Check each line of the listing for the string "hanging". Copy those where it appears.

• Provided records

======

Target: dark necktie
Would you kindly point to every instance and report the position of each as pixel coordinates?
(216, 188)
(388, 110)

======

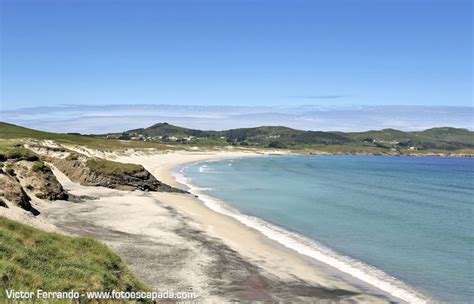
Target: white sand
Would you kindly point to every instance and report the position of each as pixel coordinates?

======

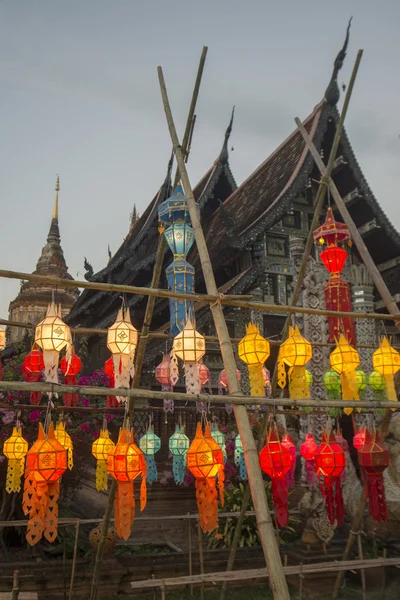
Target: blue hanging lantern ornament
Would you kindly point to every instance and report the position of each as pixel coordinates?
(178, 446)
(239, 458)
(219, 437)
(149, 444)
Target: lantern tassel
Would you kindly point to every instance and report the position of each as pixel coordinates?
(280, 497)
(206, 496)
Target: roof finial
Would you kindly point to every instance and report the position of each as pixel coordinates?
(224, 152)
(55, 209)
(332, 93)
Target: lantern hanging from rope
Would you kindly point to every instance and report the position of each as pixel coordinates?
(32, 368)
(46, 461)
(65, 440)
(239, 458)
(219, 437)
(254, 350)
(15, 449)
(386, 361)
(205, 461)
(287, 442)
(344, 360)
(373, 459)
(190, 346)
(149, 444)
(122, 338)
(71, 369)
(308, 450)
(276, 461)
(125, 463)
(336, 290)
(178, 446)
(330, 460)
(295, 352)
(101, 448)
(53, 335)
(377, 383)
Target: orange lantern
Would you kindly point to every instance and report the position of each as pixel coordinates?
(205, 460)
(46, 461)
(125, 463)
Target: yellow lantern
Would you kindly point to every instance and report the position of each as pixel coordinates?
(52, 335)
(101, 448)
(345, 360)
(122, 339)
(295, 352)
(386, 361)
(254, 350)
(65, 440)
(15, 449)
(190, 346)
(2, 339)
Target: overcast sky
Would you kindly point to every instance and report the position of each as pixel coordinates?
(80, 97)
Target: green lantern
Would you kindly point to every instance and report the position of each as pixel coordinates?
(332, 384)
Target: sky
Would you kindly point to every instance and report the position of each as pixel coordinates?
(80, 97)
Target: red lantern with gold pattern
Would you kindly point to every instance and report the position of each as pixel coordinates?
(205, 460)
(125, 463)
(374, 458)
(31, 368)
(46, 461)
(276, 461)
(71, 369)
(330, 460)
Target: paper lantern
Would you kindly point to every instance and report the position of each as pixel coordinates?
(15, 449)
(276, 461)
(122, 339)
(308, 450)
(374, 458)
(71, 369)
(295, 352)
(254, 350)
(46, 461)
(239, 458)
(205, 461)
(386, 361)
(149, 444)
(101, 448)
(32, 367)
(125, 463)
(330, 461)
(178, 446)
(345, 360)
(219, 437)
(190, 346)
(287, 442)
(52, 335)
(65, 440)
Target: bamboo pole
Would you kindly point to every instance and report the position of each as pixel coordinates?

======

• Written solution
Target: blue hanging lantern ornament
Target: lantern hanging from rope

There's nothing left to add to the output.